_SHORT TASK A_
Answer these questions from the small-business passage below, one line each, marked like the questions:
(i) Below about how many employees does the writer picture a small business?
(ii) Above how many employees do certain OSHA rules take effect?
(iii) How many Senate seats are the Democrats currently projected to win?
_SHORT TASK B_
Reproduce the small-business passage below from "There are OSHA" to "a friendly president.", word for word.
_SHORT TASK C_
For each statement, say whether the small-business passage below supports it. Answer yes or no and quote the deciding words.
(i) The writer's company recently changed from an S-corp to a full corporation.
(ii) The writer considers the OSHA employee threshold a perfect breakover point.
(iii) The Democrats are projected to win more than 60 Senate seats.

I've always pictured small business to be anything less than about 25 employees. Where you can get all the people working for the company around one table to talk. The trick is where is the breakover point between companies with 5-10 employees and the big corporations with tens of thousands of employees?

There are OSHA rules that only take effect when you have over 10 employees, so that might be one breakover point. Far from perfect though. We're just starting to really expand here, so we've just fallen under those OSHA rules in the last year to year and a half. We also went from an S-corp (small corporation, all business income is taxed directly as if it is the owner's own personal income) to a full corporation in the last couple months, so I guess we're not really a small business anymore.

On the subject of if they'll be able to get their ideas through congress, the current projection is that the Democrats will have between 58 and 60 senate seats. If they do end up with 60, then they'll be able to push anything they want to through the senate if they have a friendly president.

_EXCERPTED RECORDS_

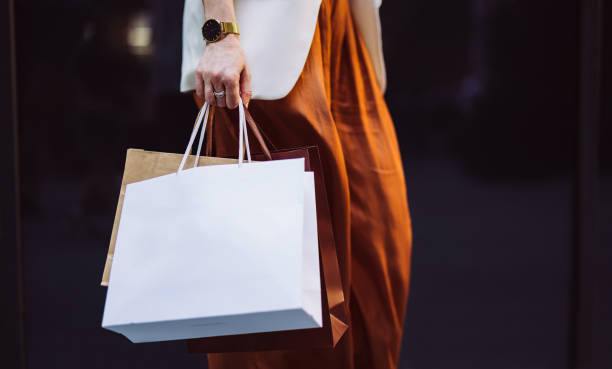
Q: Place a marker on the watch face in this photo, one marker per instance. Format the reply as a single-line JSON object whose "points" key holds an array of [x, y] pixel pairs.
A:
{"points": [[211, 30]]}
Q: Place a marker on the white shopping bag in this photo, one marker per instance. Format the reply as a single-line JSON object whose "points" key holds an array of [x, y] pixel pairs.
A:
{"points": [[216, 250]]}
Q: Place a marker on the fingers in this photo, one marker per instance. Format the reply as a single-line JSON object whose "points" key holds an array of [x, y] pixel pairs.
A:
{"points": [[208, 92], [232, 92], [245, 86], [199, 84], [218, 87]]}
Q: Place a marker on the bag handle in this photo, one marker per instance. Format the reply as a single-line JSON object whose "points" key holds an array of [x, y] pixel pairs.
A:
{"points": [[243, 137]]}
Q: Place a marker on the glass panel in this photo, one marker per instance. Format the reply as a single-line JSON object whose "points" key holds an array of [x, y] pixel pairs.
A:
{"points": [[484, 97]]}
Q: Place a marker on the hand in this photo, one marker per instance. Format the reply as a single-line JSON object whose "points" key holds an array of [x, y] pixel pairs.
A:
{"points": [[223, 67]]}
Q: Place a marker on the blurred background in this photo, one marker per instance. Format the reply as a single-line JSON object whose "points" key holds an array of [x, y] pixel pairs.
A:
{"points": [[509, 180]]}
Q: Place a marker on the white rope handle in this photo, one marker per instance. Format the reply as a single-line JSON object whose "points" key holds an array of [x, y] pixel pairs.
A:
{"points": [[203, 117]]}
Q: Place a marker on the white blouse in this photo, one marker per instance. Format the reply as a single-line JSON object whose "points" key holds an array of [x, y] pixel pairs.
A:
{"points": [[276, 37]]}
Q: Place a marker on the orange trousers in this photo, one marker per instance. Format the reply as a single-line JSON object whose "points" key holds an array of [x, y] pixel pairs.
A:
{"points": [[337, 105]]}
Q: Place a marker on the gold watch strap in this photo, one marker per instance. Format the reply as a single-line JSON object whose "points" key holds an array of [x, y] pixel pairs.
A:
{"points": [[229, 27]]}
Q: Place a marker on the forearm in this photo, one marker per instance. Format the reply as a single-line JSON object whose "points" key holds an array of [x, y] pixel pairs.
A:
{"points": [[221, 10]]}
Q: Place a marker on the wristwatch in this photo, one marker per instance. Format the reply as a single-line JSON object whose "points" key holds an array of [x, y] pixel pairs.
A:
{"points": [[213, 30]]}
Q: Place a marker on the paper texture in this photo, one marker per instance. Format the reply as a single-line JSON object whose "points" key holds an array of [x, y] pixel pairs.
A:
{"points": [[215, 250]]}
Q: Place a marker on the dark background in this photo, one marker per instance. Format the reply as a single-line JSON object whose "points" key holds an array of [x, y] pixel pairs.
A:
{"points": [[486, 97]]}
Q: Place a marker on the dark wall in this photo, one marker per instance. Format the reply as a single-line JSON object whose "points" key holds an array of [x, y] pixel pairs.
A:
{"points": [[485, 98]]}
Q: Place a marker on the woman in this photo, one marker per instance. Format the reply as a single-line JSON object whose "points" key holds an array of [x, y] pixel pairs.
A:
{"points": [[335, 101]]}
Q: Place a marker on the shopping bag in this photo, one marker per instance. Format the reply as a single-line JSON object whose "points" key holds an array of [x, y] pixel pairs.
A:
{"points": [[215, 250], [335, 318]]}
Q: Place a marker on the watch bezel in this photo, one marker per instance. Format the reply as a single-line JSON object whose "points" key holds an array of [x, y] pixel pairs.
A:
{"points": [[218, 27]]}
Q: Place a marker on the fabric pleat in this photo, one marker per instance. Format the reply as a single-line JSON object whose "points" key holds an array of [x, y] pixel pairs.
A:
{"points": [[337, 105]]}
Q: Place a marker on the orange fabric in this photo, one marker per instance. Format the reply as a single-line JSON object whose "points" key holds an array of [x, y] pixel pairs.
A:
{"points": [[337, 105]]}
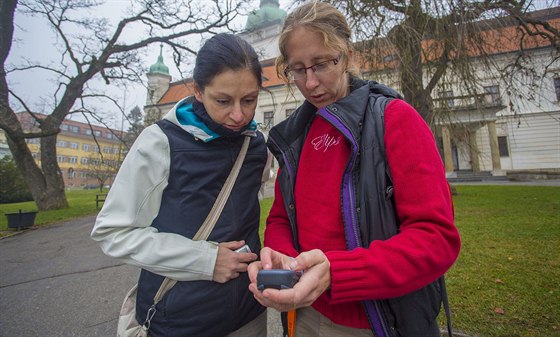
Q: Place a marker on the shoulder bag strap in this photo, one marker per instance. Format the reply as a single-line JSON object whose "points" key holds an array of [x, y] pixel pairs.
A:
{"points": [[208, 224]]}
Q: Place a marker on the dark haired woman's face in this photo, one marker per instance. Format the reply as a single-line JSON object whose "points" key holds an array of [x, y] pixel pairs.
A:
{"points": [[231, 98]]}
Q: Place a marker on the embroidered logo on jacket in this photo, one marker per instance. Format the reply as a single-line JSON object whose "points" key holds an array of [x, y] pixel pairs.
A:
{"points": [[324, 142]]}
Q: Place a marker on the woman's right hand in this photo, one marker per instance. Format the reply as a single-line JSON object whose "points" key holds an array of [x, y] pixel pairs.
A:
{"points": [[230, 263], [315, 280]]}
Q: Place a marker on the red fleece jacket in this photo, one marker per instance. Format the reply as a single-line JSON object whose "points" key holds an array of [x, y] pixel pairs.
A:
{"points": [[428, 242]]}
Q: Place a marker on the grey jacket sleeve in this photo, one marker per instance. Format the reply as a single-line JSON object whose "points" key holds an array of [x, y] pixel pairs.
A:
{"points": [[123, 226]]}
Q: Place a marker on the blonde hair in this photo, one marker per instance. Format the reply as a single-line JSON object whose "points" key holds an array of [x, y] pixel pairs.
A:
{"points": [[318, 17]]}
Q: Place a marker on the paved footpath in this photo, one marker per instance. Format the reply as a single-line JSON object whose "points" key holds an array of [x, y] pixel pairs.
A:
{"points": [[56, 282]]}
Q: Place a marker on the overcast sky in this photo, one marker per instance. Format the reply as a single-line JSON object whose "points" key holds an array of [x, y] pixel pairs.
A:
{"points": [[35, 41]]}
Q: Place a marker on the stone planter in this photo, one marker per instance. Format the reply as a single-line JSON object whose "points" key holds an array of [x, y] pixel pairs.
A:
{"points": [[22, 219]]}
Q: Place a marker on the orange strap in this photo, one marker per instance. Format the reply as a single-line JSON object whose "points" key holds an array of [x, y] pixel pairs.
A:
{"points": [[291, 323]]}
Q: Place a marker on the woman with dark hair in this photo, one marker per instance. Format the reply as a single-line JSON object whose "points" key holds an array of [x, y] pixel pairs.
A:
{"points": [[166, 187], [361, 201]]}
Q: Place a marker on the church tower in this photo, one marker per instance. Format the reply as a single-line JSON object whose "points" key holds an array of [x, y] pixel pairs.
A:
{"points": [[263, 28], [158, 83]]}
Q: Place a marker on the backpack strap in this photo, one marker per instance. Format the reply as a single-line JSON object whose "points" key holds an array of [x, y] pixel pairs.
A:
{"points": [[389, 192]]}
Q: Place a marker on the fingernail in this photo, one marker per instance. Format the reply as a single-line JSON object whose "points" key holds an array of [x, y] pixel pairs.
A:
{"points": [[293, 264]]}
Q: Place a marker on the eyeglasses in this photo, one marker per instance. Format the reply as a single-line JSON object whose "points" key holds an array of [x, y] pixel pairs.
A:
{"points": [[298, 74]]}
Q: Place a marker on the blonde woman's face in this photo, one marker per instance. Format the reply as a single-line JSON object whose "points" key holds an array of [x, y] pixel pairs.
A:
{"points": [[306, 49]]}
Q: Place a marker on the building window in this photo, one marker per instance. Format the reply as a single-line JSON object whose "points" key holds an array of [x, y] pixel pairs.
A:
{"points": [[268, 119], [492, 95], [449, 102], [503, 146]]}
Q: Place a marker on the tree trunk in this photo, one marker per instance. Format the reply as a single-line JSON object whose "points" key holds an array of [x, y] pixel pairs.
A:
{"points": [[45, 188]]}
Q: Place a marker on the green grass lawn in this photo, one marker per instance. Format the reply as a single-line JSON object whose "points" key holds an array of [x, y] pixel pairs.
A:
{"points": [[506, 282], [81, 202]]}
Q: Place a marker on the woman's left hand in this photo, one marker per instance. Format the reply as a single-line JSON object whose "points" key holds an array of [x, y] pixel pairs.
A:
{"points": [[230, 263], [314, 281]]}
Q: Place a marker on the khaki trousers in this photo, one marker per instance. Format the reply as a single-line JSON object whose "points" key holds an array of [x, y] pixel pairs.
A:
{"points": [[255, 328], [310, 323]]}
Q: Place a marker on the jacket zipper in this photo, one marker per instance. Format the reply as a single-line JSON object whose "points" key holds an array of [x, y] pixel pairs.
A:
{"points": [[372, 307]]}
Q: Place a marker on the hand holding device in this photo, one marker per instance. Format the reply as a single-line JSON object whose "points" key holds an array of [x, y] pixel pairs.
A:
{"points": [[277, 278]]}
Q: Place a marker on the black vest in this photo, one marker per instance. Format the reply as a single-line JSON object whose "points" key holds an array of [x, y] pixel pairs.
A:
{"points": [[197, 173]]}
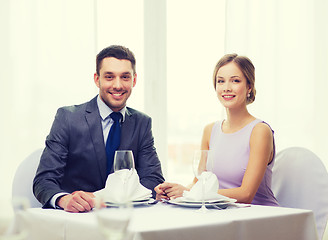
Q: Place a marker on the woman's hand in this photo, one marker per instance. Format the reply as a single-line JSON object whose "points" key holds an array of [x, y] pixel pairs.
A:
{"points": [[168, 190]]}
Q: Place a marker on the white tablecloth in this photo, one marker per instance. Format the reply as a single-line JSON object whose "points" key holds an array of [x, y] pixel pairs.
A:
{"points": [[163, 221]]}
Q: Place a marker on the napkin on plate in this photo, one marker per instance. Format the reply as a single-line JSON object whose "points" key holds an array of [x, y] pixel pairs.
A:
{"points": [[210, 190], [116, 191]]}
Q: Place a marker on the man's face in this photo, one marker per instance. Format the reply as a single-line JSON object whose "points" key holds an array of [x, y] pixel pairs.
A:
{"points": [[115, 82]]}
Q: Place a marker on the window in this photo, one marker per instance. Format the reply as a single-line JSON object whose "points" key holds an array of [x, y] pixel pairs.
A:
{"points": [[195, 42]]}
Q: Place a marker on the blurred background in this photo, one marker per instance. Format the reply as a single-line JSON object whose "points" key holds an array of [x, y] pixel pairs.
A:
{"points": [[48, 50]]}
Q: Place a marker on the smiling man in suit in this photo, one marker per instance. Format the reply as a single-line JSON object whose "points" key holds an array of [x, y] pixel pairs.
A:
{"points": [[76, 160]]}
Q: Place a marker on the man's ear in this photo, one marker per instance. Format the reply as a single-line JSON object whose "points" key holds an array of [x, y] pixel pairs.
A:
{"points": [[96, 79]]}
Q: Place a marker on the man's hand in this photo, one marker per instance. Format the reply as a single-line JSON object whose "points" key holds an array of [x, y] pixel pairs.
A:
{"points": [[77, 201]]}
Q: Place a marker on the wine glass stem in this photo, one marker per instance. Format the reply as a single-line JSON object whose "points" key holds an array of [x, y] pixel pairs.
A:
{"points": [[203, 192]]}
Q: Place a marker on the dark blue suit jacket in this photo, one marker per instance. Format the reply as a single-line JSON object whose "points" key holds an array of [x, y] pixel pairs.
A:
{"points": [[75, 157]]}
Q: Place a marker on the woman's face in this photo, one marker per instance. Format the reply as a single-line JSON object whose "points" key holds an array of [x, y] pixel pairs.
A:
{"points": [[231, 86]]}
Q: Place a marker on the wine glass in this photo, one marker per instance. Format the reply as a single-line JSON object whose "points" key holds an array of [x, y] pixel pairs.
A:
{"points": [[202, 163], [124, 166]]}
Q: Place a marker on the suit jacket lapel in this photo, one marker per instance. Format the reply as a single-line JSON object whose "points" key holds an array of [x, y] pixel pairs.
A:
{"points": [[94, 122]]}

_TASK OUTPUT A_
(i) About 25 employees.
(ii) Over 10 employees.
(iii) Between 58 and 60.

_TASK OUTPUT B_
There are OSHA rules that only take effect when you have over 10 employees, so that might be one breakover point. Far from perfect though. We're just starting to really expand here, so we've just fallen under those OSHA rules in the last year to year and a half. We also went from an S-corp (small corporation, all business income is taxed directly as if it is the owner's own personal income) to a full corporation in the last couple months, so I guess we're not really a small business anymore.

On the subject of if they'll be able to get their ideas through congress, the current projection is that the Democrats will have between 58 and 60 senate seats. If they do end up with 60, then they'll be able to push anything they want to through the senate if they have a friendly president.

_TASK OUTPUT C_
(i) Yes: "We also went from an S-corp"; "to a full corporation in the last couple months"
(ii) No: "Far from perfect though."
(iii) No: "the Democrats will have between 58 and 60 senate seats"